• _Exercise aim_
Reproduce the listing word for word. Skip any image.
════
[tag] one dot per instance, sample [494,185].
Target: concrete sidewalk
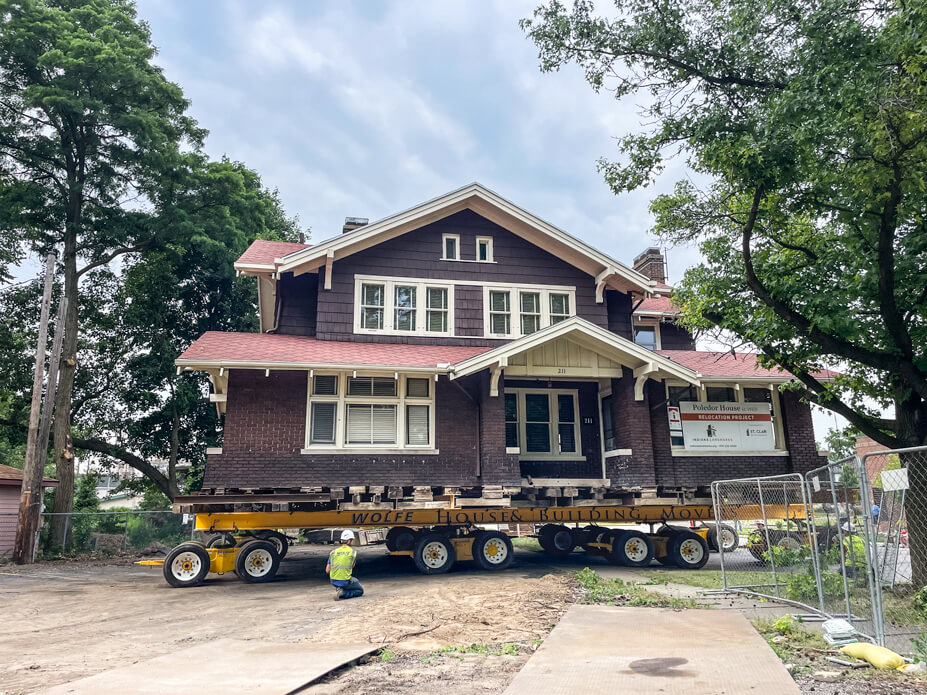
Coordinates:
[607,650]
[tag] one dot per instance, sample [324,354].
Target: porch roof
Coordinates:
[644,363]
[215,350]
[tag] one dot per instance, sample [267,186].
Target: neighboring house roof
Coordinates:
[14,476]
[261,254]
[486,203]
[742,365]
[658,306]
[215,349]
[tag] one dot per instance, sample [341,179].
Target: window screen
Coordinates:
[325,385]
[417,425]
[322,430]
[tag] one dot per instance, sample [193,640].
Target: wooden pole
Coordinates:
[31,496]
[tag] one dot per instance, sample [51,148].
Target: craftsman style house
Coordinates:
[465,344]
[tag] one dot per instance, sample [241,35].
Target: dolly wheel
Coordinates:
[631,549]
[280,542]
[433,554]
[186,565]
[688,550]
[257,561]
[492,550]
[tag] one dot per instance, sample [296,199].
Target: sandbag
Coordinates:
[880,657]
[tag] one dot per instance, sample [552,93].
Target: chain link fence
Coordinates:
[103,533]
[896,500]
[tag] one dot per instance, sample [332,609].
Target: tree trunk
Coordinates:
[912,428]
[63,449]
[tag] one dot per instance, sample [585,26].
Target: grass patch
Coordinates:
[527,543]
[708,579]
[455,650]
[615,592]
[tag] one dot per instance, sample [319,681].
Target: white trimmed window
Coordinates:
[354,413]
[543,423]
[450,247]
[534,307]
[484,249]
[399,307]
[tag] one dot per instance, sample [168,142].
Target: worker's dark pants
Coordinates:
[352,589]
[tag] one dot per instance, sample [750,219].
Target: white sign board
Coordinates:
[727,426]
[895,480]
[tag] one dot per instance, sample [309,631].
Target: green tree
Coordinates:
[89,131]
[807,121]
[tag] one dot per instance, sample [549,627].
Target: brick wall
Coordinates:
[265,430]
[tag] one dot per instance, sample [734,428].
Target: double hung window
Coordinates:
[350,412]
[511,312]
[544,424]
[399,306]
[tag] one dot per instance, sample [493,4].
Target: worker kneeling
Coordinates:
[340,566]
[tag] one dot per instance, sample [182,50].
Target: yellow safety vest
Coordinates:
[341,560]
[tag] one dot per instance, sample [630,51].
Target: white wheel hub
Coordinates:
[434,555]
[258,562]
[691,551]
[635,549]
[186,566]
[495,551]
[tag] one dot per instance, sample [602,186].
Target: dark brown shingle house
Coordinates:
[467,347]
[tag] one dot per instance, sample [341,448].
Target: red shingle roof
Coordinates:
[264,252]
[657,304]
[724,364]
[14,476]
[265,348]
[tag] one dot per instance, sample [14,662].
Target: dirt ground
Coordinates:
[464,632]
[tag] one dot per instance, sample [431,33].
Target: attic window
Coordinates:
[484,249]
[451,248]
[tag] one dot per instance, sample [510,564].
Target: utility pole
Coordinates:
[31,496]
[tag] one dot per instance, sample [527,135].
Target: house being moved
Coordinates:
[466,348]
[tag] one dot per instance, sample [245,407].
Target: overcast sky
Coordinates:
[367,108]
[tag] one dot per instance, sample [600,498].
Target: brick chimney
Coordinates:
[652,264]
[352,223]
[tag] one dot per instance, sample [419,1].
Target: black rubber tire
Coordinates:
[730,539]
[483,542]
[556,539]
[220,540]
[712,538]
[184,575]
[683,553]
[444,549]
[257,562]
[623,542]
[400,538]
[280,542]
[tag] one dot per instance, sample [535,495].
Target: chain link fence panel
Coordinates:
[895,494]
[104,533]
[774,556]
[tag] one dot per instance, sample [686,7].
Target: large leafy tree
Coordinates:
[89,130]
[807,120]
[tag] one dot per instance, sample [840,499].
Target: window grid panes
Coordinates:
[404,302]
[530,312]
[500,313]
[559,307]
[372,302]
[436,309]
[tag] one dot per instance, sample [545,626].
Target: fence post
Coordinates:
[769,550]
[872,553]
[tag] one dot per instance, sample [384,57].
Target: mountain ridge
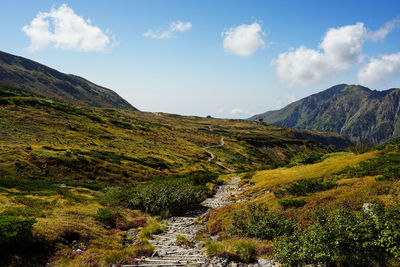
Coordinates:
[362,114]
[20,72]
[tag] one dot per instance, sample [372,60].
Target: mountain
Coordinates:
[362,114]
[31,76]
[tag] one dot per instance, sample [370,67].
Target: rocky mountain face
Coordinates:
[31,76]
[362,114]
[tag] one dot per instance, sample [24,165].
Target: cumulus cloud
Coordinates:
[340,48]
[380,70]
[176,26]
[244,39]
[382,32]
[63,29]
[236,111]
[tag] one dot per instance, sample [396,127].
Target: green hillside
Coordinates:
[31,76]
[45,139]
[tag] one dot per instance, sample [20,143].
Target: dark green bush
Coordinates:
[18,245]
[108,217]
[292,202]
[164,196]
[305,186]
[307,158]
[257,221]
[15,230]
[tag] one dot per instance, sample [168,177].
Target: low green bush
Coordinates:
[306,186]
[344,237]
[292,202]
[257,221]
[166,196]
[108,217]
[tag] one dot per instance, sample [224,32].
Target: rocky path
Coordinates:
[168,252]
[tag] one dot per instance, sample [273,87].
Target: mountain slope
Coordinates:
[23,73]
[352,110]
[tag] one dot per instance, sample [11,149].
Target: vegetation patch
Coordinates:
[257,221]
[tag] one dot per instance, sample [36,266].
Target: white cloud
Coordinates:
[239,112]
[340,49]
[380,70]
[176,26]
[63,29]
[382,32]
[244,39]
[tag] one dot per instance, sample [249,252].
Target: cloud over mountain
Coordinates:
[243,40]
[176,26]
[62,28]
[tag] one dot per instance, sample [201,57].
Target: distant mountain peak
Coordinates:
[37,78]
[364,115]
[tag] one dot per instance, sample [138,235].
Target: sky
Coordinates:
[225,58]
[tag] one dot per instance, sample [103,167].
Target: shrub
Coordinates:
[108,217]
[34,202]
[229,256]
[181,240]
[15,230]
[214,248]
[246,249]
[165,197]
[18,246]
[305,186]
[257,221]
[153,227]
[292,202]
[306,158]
════
• _Worked answer_
[tag] one dot per instance, sample [494,185].
Target: concrete sidewalk
Coordinates:
[607,650]
[tag] one dot per instance, sample [324,354].
Target: porch roof
Coordinates:
[644,363]
[215,350]
[tag] one dot per instance, sample [267,186].
Target: neighboring house roof
Coordinates:
[14,476]
[261,254]
[486,203]
[742,365]
[658,306]
[215,349]
[tag] one dot per instance, sample [341,179].
Target: window screen
Coordinates:
[325,385]
[417,425]
[322,430]
[tag] one dot per instance, sample [193,640].
Target: wooden pole
Coordinates:
[31,496]
[tag] one dot per instance, sample [51,148].
Target: craftsman style house
Coordinates:
[465,344]
[tag] one dot per instance, sample [241,35].
Target: dolly wheel
Coordinates:
[631,549]
[280,542]
[433,554]
[186,565]
[688,550]
[257,561]
[492,550]
[tag] one dot per instance, sample [296,199].
Target: sandbag
Coordinates:
[880,657]
[tag] one dot per instance, sample [552,93].
Target: chain link fence
Coordinates:
[103,533]
[896,500]
[tag] one dot per instance, sample [332,609].
Target: tree trunk
Coordinates:
[912,428]
[63,449]
[tag] one dot per instance, sample [585,26].
Target: grass patch
Coordinates:
[527,543]
[708,579]
[455,650]
[615,592]
[tag] one dot per instance, sample [319,681].
Target: white trimmed window
Coordinates:
[354,413]
[543,423]
[450,247]
[534,307]
[484,249]
[399,307]
[tag] one dot per instance, sample [168,142].
Target: worker's dark pants
Coordinates:
[352,589]
[tag] one dot per instance, sample [750,219].
Target: white sign board
Coordinates:
[727,426]
[895,480]
[tag] one dot per instance, sample [309,631].
Target: green tree
Coordinates:
[89,131]
[807,121]
[tag] one dot per instance, sample [549,627].
Target: brick wall
Coordinates:
[265,430]
[tag] one dot per instance, sample [734,428].
Target: double hung window
Coordinates:
[350,412]
[511,312]
[544,424]
[399,306]
[tag] one dot per instance, sample [493,4].
Target: worker kneeling
Coordinates:
[340,566]
[tag] one dot per instance, sample [182,50].
Target: yellow safety vest
Coordinates:
[341,560]
[tag] one dot per instance, sample [630,51].
Target: white wheel hub
Coordinates:
[434,555]
[258,562]
[691,551]
[635,549]
[186,566]
[495,551]
[tag] one dot per instance, sample [602,186].
Target: dark brown shingle house
Coordinates:
[467,347]
[tag] one dot per instance, sample [341,448].
Target: red shingle roof
Coordinates:
[264,252]
[657,304]
[724,364]
[14,476]
[265,348]
[tag] one dot per instance, sample [14,662].
Target: dirt ground
Coordinates:
[464,632]
[tag] one dot per instance, sample [431,33].
Target: attic window
Coordinates:
[484,249]
[451,248]
[tag] one dot per instance, sample [510,564].
Target: utility pole
Coordinates:
[31,496]
[tag] one dot per instance, sample [527,135].
Target: house being moved
Coordinates:
[466,348]
[tag] one dot per instance, sample [245,407].
Target: overcast sky
Coordinates:
[367,108]
[tag] one dot per instance, sample [600,498].
Target: brick chimney
Coordinates:
[652,264]
[352,223]
[tag] one dot per instance, sample [419,1].
Target: black rubber tire
Coordinates:
[730,539]
[483,542]
[556,539]
[220,540]
[712,538]
[184,575]
[683,553]
[444,549]
[257,562]
[623,542]
[400,538]
[280,542]
[tag] one dot per instance, sample [535,495].
Target: chain link fence panel
Coordinates:
[895,494]
[104,533]
[774,556]
[tag] one dot per instance, sample [686,7].
Target: large leafy tree
Coordinates:
[89,130]
[807,120]
[tag] one dot per instance, sample [840,499].
Target: window grid panes
Coordinates:
[404,302]
[530,312]
[500,313]
[559,307]
[372,302]
[436,309]
[tag] one dot per instance, sample [545,626].
Target: fence post
Coordinates:
[769,550]
[872,553]
[tag] one dot per instance, sample [384,57].
Target: mountain ridge
Coordinates:
[362,114]
[20,72]
[tag] one dot per instance, sample [372,60].
Target: mountain
Coordinates:
[362,114]
[31,76]
[tag] one dot per instance, sample [370,67].
Target: rocky mountain face
Coordinates:
[31,76]
[362,114]
[tag] one dot per instance, sample [24,165].
Target: cumulus cloud
Coordinates:
[340,48]
[380,70]
[176,26]
[244,39]
[382,32]
[63,29]
[236,111]
[tag] one dot per instance, sample [396,127].
Target: green hillside
Coordinates:
[31,76]
[45,139]
[tag] one dot per instance, sample [20,143].
Target: dark green bush
Coordinates:
[18,245]
[108,217]
[292,202]
[164,196]
[305,186]
[307,158]
[257,221]
[15,230]
[tag] one dot per instance, sample [168,177].
Target: low green bush
Coordinates:
[306,186]
[344,237]
[292,202]
[257,221]
[166,196]
[108,217]
[tag] one dot per instance, sample [224,32].
Target: rocky path
Coordinates:
[168,252]
[tag] one dot per instance, sample [273,87].
Target: mountain slope
Coordinates:
[23,73]
[352,110]
[tag] one dot per instance, sample [11,149].
Target: vegetation patch
Coordinates:
[257,221]
[tag] one dot per instance, sample [36,266].
Target: white cloud
Coordinates:
[239,112]
[340,49]
[380,70]
[176,26]
[63,29]
[382,32]
[244,39]
[tag] one dot per instance, sample [249,252].
Target: cloud over mountain
Coordinates:
[243,40]
[176,26]
[62,28]
[tag] one dot per instance, sample [201,57].
Target: distant mountain peak
Coordinates:
[37,78]
[364,115]
[tag] one dot per instance, sample [138,235].
Target: sky
Coordinates:
[225,58]
[tag] one dot per instance, sample [103,167].
Target: shrub
Coordinates:
[108,217]
[34,202]
[229,256]
[181,240]
[15,230]
[214,248]
[246,249]
[165,197]
[18,246]
[305,186]
[257,221]
[153,227]
[292,202]
[306,158]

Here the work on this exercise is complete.